▸ What is asked: Reproduce the listing below with "outline every instance" swapped for "trace every instance" throughout, changing nothing else.

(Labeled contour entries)
_ _ _ _ _
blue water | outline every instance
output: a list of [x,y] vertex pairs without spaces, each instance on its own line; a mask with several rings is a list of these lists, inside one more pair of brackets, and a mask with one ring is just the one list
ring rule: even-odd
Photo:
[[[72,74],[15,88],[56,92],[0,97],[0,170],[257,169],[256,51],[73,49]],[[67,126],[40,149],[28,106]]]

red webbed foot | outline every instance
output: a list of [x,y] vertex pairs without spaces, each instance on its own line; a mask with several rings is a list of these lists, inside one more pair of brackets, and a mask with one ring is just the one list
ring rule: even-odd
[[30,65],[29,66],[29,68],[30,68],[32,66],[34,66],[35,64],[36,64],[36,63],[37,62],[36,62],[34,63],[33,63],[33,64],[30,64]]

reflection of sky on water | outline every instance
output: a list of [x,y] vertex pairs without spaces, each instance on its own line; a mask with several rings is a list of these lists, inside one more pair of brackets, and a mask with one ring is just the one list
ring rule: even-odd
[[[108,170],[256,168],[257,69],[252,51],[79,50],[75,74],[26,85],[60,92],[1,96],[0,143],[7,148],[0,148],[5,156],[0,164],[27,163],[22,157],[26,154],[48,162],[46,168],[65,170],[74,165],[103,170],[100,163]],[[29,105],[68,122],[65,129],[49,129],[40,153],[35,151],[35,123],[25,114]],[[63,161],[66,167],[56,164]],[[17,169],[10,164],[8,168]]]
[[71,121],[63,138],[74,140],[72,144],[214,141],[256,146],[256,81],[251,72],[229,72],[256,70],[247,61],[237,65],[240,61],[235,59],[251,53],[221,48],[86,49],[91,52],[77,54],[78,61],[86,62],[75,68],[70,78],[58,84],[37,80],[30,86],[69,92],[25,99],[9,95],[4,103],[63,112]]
_ _ _ _ _
▸ Result below:
blue water | trace every instance
output: a list of [x,y] vertex pairs without spaces, each instance on its own line; a mask with several rings is a list of these lists, inside one more pair of brackets, and a mask with one ring is just the one list
ring rule: even-odd
Photo:
[[[72,74],[15,88],[56,92],[0,97],[0,170],[257,169],[256,51],[73,49]],[[67,126],[40,149],[28,106]]]

red webbed foot | trace every instance
output: a list of [x,y] vertex pairs without spaces, each instance on its own line; a mask with several rings is a list of these lists, inside one more pair of brackets, and a mask with one ring is just the one list
ring rule: even-odd
[[30,65],[29,66],[29,68],[30,68],[32,66],[34,66],[35,64],[36,64],[36,63],[37,62],[36,62],[34,63],[33,63],[33,64],[30,64]]

reflection of sky on water | trace every instance
output: a list of [x,y] vertex pairs without spaces, each instance on its own line; a mask with several rings is a list of these lists, inside one more pair of brackets, and a mask with one ring is just the one list
ring rule: even-odd
[[[108,170],[256,168],[257,69],[252,51],[79,50],[75,74],[26,85],[60,92],[1,96],[0,143],[7,148],[0,148],[5,156],[0,164],[27,163],[22,157],[26,154],[48,162],[46,168],[65,170],[74,165],[103,170],[100,163]],[[29,105],[68,122],[65,129],[49,129],[40,153],[35,151],[35,123],[25,114]],[[63,161],[66,167],[56,164]],[[17,169],[10,164],[8,168]]]
[[71,121],[63,138],[74,140],[72,144],[214,141],[256,146],[256,81],[251,72],[229,72],[256,70],[247,61],[237,65],[240,61],[235,59],[251,53],[221,48],[86,49],[91,52],[77,54],[78,61],[86,62],[75,68],[70,78],[58,84],[37,80],[30,86],[69,92],[25,99],[9,95],[4,103],[63,112]]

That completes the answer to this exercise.